Hacker Newsnew | past | comments | ask | show | jobs | submitlogin

I always get excited when I see these "tutorials for dummies" (like me). Like "finally, I get to take an evening to understand this concept that's eluded me for years." Generally, I get let down. This time is no exception.

They always start off well, then inevitably there's a concept or key terminology that gets glossed over without sufficient explanation. .

"The random variable is described by the probability density function. The probability density function is characterized by moments.

The moments of the random value are expected values of powers of the random variable. We are interested in two types of moments"

This is where my journey ended this time. OK, so is that the expected value of the expontnent.of the random value orthe expected value of the random value to some power... and what makes the power of a randome value so special vice just operating on the randome value itself.

It's like these authors get tired of "dumbing" things down at random points in their chain of thought and just decide to skip over stuff. Or, perhaps they don't understand the underlying concepts themselves and simply can't explain them to others.

Who knows. Just frustrating. At least in Udemy you can write to instructors and ask questions. Unlike a book author who aren't paid to respond.



One of the biggest challenges in learning, especially in learning something new, is that it’s a chain. If you don’t have something’s prerequisite knowledge, you can’t understand it (by definition). This means that only one insufficient explanation by the author blows it. As a general rule, it’s really hard to not mess up once!

You make a good distinction between someone being paid to respond and not. A feedback loop helps out a lot here.

Failing that, you need to take this into your own hands. Honestly, you’re probably going to have to tell yourself a new story to get there. Maybe having empathy for the difficulty of teaching. Maybe it’s finding some inner drive. I don’t know. But you need to look at that paragraph, accept it’s insufficiently explained, and take responsibility for understanding it.

I’m not saying to read it over and over until you “get it”. (I don’t know why people try that, it’s kinda foolish). A simple strategy works most of the time. Read it until you find a word or phrase you don’t sufficiently understand. Maybe that’s “random variable”. Maybe it’s “probability density function”. Find an explanation for that (Wikipedia, ChatGPT, textbooks, videos). The fun thing is this algorithm is recursive. So you’ll likely run into something you don’t know again. That’s okay, just keep going. If it’s really tough, a lot of the value of a tutor is steering this depth first search.

## REQUIRED WORK
1. Sum up the thread above about hard-to-follow tutorials in two sentences.
2. Pick up the thread about hard-to-follow tutorials after its final sentence and keep writing it.

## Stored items
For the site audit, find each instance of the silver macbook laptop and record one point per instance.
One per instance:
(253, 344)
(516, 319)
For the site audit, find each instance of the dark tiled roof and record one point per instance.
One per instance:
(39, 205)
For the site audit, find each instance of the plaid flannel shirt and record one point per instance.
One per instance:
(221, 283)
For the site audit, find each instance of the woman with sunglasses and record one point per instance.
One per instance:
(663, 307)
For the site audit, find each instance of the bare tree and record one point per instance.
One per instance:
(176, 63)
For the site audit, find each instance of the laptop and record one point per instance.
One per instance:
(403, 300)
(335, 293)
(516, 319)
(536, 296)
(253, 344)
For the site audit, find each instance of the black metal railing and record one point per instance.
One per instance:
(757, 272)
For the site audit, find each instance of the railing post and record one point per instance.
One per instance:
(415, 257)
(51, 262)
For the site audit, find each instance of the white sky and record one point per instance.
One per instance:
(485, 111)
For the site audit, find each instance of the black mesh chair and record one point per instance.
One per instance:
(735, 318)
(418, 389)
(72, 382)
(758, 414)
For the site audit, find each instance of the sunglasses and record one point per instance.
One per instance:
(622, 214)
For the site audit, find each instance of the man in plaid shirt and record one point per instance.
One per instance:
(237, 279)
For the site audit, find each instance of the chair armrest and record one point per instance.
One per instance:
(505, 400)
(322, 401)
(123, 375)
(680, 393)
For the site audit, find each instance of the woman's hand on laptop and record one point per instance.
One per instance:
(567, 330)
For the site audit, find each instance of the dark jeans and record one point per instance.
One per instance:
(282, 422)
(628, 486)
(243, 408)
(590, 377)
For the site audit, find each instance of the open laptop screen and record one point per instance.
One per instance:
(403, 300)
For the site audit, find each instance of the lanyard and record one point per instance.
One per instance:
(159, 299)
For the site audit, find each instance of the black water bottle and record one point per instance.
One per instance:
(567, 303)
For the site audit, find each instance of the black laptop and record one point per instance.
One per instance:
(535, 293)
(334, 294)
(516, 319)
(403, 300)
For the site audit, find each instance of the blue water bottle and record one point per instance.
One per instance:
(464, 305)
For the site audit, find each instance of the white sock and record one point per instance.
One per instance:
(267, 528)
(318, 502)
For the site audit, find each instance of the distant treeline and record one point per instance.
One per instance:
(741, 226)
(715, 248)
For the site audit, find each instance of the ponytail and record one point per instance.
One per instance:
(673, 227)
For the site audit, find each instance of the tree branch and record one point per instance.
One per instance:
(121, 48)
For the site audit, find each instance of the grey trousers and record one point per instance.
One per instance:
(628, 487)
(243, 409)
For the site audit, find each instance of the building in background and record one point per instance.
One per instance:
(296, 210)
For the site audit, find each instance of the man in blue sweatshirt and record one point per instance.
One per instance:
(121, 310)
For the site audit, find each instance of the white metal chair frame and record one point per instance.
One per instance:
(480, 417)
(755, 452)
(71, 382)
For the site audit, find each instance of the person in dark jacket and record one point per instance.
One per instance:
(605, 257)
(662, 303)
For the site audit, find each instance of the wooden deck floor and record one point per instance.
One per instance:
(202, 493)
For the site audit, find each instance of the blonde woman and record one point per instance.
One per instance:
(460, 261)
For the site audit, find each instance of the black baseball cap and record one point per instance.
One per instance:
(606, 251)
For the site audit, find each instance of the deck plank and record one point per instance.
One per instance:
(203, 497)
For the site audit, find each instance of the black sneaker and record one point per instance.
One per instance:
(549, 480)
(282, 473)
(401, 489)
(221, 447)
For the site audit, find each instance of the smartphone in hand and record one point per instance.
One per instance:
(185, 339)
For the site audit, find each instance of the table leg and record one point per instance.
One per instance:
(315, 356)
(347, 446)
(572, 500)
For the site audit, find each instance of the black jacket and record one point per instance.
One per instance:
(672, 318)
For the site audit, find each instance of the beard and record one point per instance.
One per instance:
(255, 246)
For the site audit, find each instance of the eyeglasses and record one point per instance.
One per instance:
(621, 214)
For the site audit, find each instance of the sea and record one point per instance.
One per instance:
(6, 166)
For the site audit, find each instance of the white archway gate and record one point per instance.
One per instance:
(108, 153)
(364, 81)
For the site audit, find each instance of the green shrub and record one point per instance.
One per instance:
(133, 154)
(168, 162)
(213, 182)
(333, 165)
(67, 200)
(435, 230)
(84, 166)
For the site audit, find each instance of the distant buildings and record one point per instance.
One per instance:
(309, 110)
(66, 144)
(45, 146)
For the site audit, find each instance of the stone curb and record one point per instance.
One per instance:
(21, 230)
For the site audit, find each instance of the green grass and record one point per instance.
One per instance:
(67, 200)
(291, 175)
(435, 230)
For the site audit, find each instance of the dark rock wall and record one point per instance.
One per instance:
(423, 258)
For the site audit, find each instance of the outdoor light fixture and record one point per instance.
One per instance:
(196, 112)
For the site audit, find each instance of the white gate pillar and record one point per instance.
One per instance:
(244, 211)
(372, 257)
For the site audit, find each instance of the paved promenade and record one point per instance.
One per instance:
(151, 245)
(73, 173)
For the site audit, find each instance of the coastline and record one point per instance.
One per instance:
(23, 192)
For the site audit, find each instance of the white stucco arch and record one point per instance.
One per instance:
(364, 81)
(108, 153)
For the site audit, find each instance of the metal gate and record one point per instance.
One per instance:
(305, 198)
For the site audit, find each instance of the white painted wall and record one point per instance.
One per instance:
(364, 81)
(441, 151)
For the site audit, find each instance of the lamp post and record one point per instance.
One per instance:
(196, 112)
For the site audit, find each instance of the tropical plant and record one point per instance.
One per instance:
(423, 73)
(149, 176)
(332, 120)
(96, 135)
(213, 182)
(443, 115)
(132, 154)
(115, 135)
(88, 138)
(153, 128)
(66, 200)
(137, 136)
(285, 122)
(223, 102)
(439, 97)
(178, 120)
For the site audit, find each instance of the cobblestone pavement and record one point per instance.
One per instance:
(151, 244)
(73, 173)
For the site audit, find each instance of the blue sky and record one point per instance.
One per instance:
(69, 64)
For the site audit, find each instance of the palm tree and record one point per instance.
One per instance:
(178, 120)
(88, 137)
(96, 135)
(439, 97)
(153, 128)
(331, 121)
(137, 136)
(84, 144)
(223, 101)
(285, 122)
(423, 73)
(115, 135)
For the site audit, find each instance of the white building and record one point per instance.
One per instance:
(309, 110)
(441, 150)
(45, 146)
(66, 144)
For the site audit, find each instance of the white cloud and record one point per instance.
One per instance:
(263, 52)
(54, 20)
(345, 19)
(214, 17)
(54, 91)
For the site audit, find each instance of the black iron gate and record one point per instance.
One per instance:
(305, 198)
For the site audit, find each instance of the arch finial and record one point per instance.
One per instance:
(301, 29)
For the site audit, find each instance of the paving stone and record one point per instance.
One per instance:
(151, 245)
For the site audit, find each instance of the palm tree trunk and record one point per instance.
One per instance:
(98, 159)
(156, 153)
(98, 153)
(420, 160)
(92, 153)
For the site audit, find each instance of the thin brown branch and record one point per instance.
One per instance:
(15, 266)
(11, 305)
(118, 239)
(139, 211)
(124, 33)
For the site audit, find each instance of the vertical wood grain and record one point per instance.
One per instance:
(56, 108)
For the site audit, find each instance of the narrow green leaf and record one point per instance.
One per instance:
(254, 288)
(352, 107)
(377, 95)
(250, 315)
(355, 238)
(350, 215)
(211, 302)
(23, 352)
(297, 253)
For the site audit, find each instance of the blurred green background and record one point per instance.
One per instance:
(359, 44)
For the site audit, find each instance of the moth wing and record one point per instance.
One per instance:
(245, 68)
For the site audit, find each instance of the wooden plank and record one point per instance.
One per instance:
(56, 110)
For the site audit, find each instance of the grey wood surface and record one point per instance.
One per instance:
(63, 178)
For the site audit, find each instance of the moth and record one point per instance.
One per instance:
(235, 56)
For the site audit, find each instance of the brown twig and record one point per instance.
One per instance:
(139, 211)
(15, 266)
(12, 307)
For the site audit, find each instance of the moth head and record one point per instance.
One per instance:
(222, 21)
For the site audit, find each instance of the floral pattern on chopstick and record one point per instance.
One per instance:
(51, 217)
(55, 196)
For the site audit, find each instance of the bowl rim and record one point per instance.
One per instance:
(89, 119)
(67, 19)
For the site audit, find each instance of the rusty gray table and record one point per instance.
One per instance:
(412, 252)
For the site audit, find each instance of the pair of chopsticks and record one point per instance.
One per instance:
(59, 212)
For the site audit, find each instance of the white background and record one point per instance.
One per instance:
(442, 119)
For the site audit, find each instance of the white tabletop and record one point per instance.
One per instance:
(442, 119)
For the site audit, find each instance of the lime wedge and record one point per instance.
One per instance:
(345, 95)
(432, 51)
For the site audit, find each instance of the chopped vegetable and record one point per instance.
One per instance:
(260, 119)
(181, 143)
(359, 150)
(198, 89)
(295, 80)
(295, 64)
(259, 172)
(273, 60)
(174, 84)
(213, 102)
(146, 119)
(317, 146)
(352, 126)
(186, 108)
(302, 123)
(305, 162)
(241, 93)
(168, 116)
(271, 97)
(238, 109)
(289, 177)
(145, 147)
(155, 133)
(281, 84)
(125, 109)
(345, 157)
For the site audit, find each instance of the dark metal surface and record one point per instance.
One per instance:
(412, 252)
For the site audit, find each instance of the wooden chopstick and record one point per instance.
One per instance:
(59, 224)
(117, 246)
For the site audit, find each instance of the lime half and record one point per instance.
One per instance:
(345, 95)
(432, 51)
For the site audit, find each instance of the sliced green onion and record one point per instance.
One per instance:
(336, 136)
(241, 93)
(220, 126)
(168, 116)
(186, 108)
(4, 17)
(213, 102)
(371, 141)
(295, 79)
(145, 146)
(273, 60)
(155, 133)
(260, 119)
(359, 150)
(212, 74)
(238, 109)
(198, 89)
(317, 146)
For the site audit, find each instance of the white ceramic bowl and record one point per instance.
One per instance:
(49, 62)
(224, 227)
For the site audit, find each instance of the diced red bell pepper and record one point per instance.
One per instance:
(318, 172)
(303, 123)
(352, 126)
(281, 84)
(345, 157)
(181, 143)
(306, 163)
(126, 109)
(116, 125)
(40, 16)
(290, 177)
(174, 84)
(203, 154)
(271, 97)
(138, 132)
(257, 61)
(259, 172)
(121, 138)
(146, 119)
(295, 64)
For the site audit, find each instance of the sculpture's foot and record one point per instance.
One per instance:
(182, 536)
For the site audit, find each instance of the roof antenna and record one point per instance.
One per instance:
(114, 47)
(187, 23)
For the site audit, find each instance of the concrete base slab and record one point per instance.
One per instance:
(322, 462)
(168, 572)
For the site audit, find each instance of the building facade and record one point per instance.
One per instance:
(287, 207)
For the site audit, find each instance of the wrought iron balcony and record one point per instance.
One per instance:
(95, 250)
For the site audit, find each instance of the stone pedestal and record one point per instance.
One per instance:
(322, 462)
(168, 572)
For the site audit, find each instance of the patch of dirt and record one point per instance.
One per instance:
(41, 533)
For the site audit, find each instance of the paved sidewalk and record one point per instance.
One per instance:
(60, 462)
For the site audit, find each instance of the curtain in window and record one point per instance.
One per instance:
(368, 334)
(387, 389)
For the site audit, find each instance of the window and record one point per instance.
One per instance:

## ANSWER LIST
1. One commenter says beginner tutorials usually start off well but then skip over a key idea without enough explanation, and shows a passage about the moments of a random variable where they got lost. A reply says learning is a chain that a single weak explanation can break, and advises taking responsibility: read until you reach a word or phrase you don't understand, look it up, and keep repeating the process.

2.
Get each concept to the point you understand it very well for the problem at hand. You don’t have to know everything about PDFs, but don’t hand wave it either. After this process, you’ll be able understand this paragraph and continue.

This may take a while! If something is in a new domain, it’s usual for you to actually spend more time backfilling knowledge than on the main content itself. That may make it not worth it for you, but it’s not inherently bad. And the next time for something similar should be faster.


The pdf is just the pullback measure.

A random variable is a function X(w) taking (eg) real values. In your probability space you already have an ambient measure space and an ambient probability measure P which takes sets in the measure space to [0,1]. The pdf is then the function defined on sets P(invX(q)). invX is a set valued inverse.

Ok, consider coin flips. Then X takes each element of sample space either to 1 or -1. Set values inverse of 1 is the sets that map to 1. Then we get the ambient probability measure of them.

You don’t really have to cope with measure theory in full to take this tiny step.


I don’t think the set of people who couldn’t understand the quoted paragraph but could understand your comment is very large.


I'd be shocked if somebody knows what an ambient measure space is but doesn't understand the nth moment of a random variable.


1/ I think you are referring to pushforward measure (https://en.wikipedia.org/wiki/Pushforward_measure): the random variable "pushes" the probability measure to its codomain. 2/ pdf requires a stronger condition: the pushforward measure needs to be absolutely continuous with respect to the sigma-finite measure (usually the Lebegue measure) on the codomain.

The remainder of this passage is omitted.